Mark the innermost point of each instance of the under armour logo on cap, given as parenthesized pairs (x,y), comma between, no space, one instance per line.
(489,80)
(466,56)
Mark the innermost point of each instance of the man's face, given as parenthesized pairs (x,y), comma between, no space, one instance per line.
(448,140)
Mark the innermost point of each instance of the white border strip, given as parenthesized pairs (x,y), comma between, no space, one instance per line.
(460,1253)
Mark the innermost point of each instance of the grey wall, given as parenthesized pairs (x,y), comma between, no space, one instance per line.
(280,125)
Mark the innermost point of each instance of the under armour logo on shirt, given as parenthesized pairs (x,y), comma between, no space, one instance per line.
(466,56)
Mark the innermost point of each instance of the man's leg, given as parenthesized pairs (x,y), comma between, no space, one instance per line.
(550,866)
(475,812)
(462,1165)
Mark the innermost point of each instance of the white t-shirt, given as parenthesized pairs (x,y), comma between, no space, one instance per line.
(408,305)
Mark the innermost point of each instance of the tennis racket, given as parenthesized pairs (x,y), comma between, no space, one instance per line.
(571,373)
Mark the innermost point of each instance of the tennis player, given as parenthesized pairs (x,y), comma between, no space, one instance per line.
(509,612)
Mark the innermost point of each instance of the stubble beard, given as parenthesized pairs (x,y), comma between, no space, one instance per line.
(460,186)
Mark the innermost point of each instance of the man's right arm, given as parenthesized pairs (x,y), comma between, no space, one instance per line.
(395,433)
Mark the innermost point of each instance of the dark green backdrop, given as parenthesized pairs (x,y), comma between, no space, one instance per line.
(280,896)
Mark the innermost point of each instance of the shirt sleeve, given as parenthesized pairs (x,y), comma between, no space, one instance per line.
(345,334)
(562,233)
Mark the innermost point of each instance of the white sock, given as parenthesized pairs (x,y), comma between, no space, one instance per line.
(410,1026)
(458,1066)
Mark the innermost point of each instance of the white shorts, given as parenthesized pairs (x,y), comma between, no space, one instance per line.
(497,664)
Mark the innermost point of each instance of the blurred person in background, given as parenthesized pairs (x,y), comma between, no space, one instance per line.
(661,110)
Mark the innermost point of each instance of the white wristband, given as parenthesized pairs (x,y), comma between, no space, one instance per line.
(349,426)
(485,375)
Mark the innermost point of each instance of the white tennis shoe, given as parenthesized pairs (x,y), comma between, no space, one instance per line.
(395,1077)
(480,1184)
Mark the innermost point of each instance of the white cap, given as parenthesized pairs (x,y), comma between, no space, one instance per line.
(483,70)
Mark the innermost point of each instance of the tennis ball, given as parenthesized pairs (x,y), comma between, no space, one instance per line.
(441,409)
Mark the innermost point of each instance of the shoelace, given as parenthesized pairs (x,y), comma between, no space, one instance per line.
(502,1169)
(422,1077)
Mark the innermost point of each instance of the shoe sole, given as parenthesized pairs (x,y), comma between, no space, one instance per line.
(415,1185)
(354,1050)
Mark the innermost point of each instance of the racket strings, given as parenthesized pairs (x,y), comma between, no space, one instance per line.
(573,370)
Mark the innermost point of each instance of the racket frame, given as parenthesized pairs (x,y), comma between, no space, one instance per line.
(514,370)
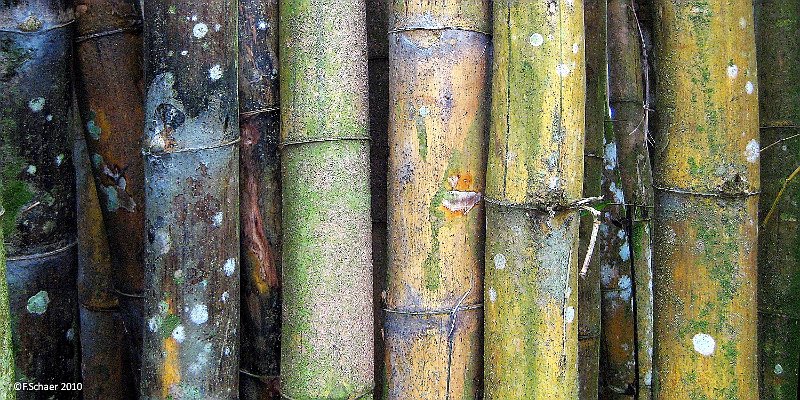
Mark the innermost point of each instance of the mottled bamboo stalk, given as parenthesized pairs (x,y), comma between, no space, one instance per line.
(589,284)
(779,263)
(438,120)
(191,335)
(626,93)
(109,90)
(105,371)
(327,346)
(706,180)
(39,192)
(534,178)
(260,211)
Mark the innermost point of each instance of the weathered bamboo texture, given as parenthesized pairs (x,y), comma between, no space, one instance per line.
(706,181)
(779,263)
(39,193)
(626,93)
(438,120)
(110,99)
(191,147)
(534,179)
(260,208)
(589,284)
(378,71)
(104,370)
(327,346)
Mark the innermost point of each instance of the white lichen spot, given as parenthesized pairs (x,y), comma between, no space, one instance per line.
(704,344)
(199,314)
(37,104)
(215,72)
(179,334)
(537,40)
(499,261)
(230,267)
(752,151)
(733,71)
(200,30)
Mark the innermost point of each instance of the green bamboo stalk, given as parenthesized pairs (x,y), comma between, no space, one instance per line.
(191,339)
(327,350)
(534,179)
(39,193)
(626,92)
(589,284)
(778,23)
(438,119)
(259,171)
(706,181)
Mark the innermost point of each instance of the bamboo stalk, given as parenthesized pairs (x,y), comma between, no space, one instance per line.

EXERCISE OBJECTIVE:
Your task is to repeat the data above exactly while excluding the pictures.

THE COMPLETED TASK:
Mark the innermost point of each instance of the under armour logo on cap, given as parenthesized pairs (x,y), comma between, no space, one instance per line.
(489,80)
(466,56)
Mark the innermost point of each instance of the man's face, given as parenthesized pairs (x,y), comma between, no space, one instance per line.
(448,140)
Mark the innermost point of each instance of the white border strip, given as parenthesized pairs (x,y), comma between, no space, one instance per line.
(460,1253)
Mark the innermost point of each instance of the grey wall, given as parenthesized pairs (x,y), comma between, no space, one instance per line.
(280,125)
Mark the innermost point of each instance of the under armour logo on shirt, given as parenthesized pairs (x,y), comma between, no space, one instance per line.
(466,56)
Mark the innermost point of each instance of the man's leg, given as parenthesized pairs (x,y), comma between, no space, one instance per line.
(550,866)
(475,812)
(462,1165)
Mark the innermost point of each instance of the white t-shirt, given as parenthesized pairs (x,y), comma between, no space, one instance per line.
(408,305)
Mark the innermost point of each instance of the tennis racket, given as parenthesized pairs (x,y), comma between, no space, one instance per line.
(571,373)
Mark the innermost point of each instance of the tennis player, given as parenthesized pairs (x,y), comma between, no space, one instance per line.
(509,612)
Mark the innermost point of each instance of the stubble beard, given as parenthesized pairs (x,y), comma between, no space, one instance per line.
(460,186)
Mark the innermost point of each instance of the man's right arm, given as parenthesized pairs (x,y), comma between, no space, one instance per line.
(395,433)
Mark the innermost point of each instance of the dark green backdrop, given as parenthesized pairs (x,y), comma between, no space, one instance per line.
(280,896)
Mark the innermost point of each instance of the shirt sleeve, given as parenthesized pairs (x,y), comma between, no space, one instance per line.
(345,334)
(562,233)
Mark the innermost point of each instance of the white sock, given as parenthesized pairs (x,y), comma between, no space, one instance per line.
(410,1026)
(458,1066)
Mark the innermost point of each instance of the white shorts, given as parenthesized pairs (x,y), comma between, no space, one instance per line.
(497,664)
Mark the innermost point of each instance of the blurred person in background, given as parenthesized pairs (x,y), comma between, no space, one instance per line.
(661,110)
Mark the innermost point of each instance of the white wristband, given as parenthesized pairs (x,y), comma between, no space, one instance per line.
(349,426)
(485,375)
Mark the innermost point of each instance of the white tennis shoe, given as parenthesized pairs (x,y), comma between, no space, one instance per line.
(395,1077)
(480,1184)
Mark the innermost point of each instance of the white cap, given as parenthesized pairs (x,y), comma between, no space, one instance per line.
(483,70)
Mark the innermost point of each instance of the tennis ball, given as parenthesized pairs (x,y), comma between, no space, one instance per line.
(441,409)
Mark the innermost point of each instance of the shoelace, given as parenthesized pairs (x,y), comma between, no space, one instance per line.
(502,1169)
(422,1077)
Mark the innermost point of each instance of the shoe sole, given as parenthesized pairs (x,y), comma between, no space, one instance per line.
(415,1185)
(354,1050)
Mark the innermost point of each instance of the racket strings, given as parenthesized pairs (x,y), comma between, no space, one instance per line.
(573,370)
Mark the innermost point of each instance of the racket frame, given as parenthesized pairs (x,y), comma between, no space, one instance per line.
(514,370)
Mark the innermost point of each instance of the mottled bamboo stalk, given as parenthesized pairs (x,y), comma between, no space, one instance per line.
(589,284)
(779,263)
(438,120)
(191,335)
(626,93)
(109,90)
(105,371)
(327,346)
(706,180)
(39,192)
(534,178)
(260,211)
Mark the innermost point of each instance of the weathered bamboo texture, given as parenthesized pairs (x,y), comma between, no space, one instance per line.
(706,181)
(779,263)
(39,193)
(626,93)
(438,120)
(110,99)
(191,147)
(534,179)
(260,208)
(589,284)
(378,71)
(104,370)
(327,346)
Mark the innermost point of each instance of the white lichen spot, given as parenthesized pairs (x,y), comma between, no space, one instance per line.
(704,344)
(199,314)
(37,104)
(215,72)
(179,334)
(537,40)
(499,261)
(230,267)
(752,151)
(733,71)
(200,30)
Mark the innermost point of each instance of the green bamboo stalk, given as parenthesized pairs (x,y), comma between, no space, one instance per line.
(191,339)
(327,350)
(534,179)
(39,193)
(626,92)
(589,284)
(778,23)
(438,119)
(259,171)
(706,181)
Mark the innermost point of each instance of the bamboo stalk, given as parenthesized pairs (x,y), comma between, no space, one instance per line.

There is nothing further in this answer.